───── Input for this task

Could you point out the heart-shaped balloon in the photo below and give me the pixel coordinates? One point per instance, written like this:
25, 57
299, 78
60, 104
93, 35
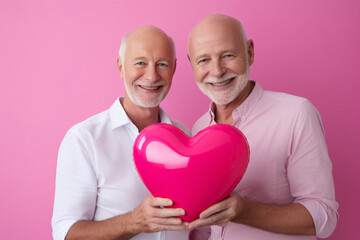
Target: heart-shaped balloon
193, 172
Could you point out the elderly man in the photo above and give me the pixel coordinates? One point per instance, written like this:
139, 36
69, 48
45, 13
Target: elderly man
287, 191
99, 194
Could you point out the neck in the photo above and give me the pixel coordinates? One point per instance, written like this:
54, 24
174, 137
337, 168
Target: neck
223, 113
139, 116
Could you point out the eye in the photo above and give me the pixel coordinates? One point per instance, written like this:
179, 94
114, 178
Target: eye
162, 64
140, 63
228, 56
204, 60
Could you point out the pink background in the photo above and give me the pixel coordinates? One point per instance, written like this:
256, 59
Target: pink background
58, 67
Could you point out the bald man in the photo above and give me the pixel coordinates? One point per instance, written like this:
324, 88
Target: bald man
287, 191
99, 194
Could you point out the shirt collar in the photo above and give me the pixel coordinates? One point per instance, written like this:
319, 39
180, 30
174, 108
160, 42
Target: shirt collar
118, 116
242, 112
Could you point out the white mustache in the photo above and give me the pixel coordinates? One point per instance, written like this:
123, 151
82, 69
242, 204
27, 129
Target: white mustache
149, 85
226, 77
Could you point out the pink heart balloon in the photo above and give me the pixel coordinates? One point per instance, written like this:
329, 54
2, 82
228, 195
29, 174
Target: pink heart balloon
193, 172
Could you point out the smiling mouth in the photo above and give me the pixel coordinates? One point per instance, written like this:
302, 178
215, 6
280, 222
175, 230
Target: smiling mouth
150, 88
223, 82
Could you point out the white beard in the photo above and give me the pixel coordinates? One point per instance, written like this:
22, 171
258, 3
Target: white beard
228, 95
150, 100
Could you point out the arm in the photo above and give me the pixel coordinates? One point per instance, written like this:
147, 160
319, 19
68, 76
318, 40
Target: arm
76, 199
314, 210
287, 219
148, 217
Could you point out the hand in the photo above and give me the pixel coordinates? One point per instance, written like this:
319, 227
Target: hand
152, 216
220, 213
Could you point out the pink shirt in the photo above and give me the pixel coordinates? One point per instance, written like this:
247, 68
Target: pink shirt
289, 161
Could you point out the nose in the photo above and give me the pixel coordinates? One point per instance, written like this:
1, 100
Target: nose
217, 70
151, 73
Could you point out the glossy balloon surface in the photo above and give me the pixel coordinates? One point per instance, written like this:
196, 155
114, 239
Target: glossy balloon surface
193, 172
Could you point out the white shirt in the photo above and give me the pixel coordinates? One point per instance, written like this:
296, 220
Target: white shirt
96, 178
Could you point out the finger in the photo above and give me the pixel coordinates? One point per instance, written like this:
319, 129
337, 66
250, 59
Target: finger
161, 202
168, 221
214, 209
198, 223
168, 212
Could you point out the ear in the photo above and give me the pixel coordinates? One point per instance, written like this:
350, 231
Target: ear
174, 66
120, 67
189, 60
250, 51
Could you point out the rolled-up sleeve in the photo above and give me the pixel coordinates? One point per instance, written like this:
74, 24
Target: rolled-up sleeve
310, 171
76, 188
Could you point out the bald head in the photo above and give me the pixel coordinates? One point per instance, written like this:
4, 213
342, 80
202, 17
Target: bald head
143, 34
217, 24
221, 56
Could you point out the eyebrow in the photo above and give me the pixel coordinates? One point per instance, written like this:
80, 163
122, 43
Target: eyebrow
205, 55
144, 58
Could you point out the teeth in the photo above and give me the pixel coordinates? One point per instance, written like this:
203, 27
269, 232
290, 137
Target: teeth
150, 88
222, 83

──────────

- [What this task involves]: Copy all of the material above word for word, but leave out the pictures.

- [Response below]:
Could you point out the heart-shaped balloon in the photo below and give me the pixel coordinates? One point per instance, written like this:
25, 57
299, 78
60, 104
93, 35
Target: heart-shaped balloon
193, 172
Could you point out the elderly man in the photo above and give me the pixel coordinates? One point per instance, written like this:
139, 36
69, 48
45, 13
Target: elderly man
287, 191
99, 194
Could you point out the neck in the photo above and give me the pixel coordinates? One point per instance, written like this:
54, 24
174, 137
337, 168
Target: neck
223, 113
139, 116
Could you point out the eye in the photo above and give me the pixel coordinates? One point per instance, written like this:
179, 94
114, 178
Target: eye
162, 64
140, 63
228, 56
204, 60
Could you point out the pink background in the photo above and give me the pixel coordinates? One point per instance, written like this:
256, 59
Target: pink background
58, 67
Could you point out the bald man in the photo above and give me the pixel coordinates? One point per instance, written like this:
324, 88
Target: bald man
287, 191
99, 194
Could you point out the shirt collar in the photo above and give me the pixel coordinates? One point per instance, written like this:
319, 39
180, 30
174, 108
160, 42
Target: shirt collar
118, 116
242, 112
Could you point out the white mustache in the photo above and give me the pixel coordinates? One point per instance, written like this:
123, 151
82, 69
242, 204
27, 129
Target: white mustache
149, 85
226, 77
Could you point out the pink heart balloon in the photo above and give me the pixel coordinates? One point per instance, written like this:
329, 54
2, 82
228, 195
29, 174
Target: pink heart balloon
193, 172
Could you point out the smiling mouth in the photo above and give me the pixel coordinates? One point per instance, written like this:
302, 178
215, 6
280, 222
175, 230
Target: smiling mouth
150, 88
223, 82
Could you point out the white beard in the photo above and give me the pixel coordinates? One point per instance, written like this:
22, 171
258, 3
Target: white beard
228, 95
150, 100
Could you point out the arm in the photo above and give me the pixel coordinates? One point per instance, written like this:
147, 160
319, 19
68, 76
318, 40
Target: arm
76, 199
314, 210
287, 219
148, 217
Could you point out the hand in the photo above and give me the pixel coordinates? One point per instance, written like this:
319, 227
Target: hand
152, 216
220, 213
Could you point out the pink shirt in the photo above and give me the pixel coordinates? One point per instance, written like this:
247, 68
Target: pink shirt
289, 161
Could you point out the nose in the photo above and give me the pixel coordinates? One point per instance, written like this:
1, 100
Target: nose
217, 70
151, 73
Could you point out the glossy balloon surface in the photo above and give me the pixel coordinates? One point per instance, written like this:
196, 155
114, 239
Target: glossy balloon surface
193, 172
Could you point out the white shirt in the photo above and give me the pixel coordinates? One point per instance, written like this:
296, 220
Target: white shirt
96, 178
Could you point out the finger in the photo above and give me the pixel coordinates? One point per instance, written like this:
319, 129
337, 66
250, 59
Target: finger
161, 202
168, 221
214, 209
198, 223
168, 212
Could you point out the ear in the photo above and give me the pixel coordinates? One point per instance, written like this:
350, 231
Target: ear
174, 66
120, 67
189, 60
250, 51
Could you point out the rolled-up sleeve in the photo above and give me the pixel coordinates? One point per instance, written like this:
74, 24
Target: rolled-up sleeve
310, 171
76, 188
Could you point out the bald head in the photo above and give me the pixel coordinates? One point per instance, written like this:
4, 213
342, 80
202, 17
Target: bald head
143, 34
217, 24
221, 56
Could you point out the eyebrow in the photo above and give me the pixel coordinates? One point per instance, written like this:
80, 163
122, 43
Target: eyebrow
205, 55
144, 58
Could you point out the teeth in the photo above and give me the pixel coordinates? One point per instance, written like this:
203, 27
269, 232
290, 137
Target: teeth
150, 88
222, 83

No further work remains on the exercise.